--- Data excerpts ---
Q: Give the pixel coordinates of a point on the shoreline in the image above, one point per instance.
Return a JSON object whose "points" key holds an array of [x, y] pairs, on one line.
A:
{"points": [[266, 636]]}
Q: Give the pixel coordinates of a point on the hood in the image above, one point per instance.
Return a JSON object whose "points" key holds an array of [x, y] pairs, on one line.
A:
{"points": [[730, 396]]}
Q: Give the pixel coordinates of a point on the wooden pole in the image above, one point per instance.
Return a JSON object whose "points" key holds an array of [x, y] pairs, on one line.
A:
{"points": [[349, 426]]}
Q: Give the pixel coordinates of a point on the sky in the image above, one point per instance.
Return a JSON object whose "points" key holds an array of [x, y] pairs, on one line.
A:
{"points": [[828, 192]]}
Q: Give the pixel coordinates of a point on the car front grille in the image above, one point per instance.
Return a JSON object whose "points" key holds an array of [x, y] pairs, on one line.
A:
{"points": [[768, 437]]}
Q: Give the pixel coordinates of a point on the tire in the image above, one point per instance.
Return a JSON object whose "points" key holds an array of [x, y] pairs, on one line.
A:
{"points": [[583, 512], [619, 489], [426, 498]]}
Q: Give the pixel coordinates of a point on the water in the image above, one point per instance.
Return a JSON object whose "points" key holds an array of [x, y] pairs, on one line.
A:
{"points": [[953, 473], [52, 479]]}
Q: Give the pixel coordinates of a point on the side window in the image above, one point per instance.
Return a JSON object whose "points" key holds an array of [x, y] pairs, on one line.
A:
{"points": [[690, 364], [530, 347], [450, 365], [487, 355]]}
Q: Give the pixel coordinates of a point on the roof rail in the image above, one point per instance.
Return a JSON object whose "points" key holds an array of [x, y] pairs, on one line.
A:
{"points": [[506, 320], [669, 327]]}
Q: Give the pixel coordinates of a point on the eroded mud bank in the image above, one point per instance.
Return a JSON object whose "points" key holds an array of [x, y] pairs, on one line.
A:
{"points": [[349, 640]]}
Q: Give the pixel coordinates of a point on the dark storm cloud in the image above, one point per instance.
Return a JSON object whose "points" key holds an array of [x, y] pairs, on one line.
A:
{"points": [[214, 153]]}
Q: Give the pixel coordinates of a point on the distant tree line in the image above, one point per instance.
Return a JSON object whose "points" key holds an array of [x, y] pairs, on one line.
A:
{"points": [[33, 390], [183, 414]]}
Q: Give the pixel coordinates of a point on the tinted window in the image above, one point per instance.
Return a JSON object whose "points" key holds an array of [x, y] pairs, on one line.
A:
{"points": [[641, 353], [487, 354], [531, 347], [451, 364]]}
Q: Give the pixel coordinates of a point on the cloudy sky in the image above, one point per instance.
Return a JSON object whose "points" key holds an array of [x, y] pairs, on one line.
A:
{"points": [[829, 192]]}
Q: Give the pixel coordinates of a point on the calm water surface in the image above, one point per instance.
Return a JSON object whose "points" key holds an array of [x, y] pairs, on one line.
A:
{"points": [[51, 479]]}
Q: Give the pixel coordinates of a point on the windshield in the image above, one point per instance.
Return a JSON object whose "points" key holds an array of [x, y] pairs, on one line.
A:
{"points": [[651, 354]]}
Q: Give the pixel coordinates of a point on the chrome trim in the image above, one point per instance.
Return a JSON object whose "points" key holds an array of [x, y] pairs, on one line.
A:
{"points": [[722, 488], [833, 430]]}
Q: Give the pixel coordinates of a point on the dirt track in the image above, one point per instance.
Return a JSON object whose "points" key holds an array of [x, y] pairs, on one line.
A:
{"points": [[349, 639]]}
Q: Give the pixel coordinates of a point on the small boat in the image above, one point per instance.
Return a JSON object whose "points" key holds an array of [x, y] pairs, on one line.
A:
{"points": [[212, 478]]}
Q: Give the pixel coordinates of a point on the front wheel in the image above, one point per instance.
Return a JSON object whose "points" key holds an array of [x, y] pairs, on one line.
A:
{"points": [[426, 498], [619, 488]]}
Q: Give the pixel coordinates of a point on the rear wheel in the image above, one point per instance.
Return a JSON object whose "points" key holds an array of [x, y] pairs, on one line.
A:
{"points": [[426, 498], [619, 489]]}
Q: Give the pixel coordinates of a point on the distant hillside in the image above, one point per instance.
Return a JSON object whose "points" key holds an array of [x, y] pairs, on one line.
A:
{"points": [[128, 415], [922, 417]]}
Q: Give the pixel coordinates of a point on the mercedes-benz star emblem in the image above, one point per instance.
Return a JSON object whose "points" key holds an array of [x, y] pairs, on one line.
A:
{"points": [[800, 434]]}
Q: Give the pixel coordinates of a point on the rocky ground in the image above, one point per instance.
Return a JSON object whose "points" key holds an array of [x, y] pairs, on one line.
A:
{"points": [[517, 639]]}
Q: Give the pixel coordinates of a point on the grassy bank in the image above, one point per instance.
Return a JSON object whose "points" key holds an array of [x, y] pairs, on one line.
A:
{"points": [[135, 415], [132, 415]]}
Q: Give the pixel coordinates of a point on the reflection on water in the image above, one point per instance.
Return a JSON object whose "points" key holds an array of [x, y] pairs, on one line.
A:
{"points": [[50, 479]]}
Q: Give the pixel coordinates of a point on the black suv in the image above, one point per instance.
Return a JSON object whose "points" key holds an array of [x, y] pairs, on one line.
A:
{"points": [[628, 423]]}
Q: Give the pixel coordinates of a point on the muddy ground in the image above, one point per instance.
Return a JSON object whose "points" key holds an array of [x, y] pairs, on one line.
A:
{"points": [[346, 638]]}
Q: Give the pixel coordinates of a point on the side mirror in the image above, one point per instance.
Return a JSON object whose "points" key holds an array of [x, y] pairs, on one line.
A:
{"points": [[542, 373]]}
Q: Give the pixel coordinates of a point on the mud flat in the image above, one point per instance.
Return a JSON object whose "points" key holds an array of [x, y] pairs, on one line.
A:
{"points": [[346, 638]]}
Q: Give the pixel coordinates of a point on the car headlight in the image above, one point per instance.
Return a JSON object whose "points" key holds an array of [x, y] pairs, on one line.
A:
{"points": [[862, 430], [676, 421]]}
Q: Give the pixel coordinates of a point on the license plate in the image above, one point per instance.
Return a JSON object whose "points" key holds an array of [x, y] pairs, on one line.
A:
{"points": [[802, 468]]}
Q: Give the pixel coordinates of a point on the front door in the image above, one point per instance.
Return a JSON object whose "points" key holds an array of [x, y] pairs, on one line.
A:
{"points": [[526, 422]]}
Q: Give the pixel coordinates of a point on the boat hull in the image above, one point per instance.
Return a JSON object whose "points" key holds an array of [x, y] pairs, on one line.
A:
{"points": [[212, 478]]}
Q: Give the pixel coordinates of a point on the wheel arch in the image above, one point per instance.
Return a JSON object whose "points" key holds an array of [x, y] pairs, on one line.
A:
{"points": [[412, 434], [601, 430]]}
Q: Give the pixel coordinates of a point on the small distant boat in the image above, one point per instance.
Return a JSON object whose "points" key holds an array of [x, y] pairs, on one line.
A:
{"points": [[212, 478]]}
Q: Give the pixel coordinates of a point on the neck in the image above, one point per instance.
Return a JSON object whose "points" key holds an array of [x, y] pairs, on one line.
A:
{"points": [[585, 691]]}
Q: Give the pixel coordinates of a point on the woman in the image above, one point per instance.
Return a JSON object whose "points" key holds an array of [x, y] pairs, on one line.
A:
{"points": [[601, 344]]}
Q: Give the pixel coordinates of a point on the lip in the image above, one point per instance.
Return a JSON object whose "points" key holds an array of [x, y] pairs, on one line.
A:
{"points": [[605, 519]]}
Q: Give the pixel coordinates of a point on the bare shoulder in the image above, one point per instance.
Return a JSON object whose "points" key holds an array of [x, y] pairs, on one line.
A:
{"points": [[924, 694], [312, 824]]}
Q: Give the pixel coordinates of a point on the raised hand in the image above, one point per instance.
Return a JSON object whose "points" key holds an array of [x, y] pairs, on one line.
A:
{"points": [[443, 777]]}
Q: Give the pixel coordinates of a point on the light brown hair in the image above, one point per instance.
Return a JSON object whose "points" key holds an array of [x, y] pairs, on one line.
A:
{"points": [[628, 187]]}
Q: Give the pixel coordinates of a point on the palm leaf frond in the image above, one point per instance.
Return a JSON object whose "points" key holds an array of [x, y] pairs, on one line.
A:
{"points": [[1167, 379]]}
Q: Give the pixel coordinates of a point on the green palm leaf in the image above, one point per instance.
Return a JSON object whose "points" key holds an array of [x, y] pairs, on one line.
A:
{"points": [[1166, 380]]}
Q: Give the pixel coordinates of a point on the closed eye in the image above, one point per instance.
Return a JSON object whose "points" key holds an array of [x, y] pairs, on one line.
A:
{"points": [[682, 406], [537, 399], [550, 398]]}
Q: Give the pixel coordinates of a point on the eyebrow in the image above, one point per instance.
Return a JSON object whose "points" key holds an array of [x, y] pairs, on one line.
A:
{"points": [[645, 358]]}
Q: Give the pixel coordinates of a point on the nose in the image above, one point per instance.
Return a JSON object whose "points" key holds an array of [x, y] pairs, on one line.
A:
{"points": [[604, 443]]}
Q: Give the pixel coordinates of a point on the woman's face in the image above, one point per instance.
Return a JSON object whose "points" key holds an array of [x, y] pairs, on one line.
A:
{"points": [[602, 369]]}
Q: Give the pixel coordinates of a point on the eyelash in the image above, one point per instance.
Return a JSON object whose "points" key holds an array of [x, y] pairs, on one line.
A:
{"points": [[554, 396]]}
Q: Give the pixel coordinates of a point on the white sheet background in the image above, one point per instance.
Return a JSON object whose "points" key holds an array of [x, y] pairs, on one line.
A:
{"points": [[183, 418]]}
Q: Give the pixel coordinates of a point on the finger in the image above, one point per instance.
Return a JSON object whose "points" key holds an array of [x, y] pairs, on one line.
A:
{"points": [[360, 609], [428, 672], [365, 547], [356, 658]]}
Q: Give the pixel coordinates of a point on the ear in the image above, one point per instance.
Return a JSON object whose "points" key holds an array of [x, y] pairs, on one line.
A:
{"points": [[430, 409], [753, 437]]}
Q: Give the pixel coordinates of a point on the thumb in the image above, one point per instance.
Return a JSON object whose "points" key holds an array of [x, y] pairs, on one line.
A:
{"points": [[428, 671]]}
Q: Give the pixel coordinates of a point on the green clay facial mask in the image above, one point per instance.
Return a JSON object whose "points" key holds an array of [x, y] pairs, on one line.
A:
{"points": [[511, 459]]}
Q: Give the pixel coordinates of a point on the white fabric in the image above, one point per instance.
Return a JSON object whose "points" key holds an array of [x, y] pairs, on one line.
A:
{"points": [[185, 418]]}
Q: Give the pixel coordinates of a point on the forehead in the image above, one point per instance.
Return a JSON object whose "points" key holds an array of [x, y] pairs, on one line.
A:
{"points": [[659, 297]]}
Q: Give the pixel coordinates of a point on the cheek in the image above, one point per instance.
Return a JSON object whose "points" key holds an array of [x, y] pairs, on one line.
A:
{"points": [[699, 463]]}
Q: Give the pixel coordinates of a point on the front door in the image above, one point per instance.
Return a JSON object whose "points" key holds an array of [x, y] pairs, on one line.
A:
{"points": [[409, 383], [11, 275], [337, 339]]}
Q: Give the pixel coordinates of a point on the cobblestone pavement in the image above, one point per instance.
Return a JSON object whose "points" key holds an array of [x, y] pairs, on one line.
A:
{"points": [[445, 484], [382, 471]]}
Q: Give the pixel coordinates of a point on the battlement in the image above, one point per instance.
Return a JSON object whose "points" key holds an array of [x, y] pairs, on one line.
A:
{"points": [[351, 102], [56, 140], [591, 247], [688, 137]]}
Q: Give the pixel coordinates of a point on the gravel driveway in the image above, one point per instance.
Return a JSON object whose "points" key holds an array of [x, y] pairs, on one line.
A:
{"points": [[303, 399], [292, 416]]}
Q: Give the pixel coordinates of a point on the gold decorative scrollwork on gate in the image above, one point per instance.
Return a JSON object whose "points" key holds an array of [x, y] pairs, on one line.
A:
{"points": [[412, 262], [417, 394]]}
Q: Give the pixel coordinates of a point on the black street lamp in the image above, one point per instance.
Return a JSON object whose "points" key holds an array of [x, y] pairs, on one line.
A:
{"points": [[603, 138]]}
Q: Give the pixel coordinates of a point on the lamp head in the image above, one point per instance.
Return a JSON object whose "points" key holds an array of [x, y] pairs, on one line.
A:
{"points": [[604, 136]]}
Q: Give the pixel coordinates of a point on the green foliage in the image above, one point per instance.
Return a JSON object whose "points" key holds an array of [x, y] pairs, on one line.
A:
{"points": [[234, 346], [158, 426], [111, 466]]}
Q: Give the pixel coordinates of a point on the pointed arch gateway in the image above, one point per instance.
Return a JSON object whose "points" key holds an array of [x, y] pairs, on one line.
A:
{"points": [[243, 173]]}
---
Exercise brief: Search each line of the data above for "lamp", and copy the lines where it occurs.

Answer section:
Q: Give the pixel coordinates of a point on the black street lamp in the image above, one point per instance.
Q: Give the pixel coordinates of a point on the lamp head in the image above, one point per instance.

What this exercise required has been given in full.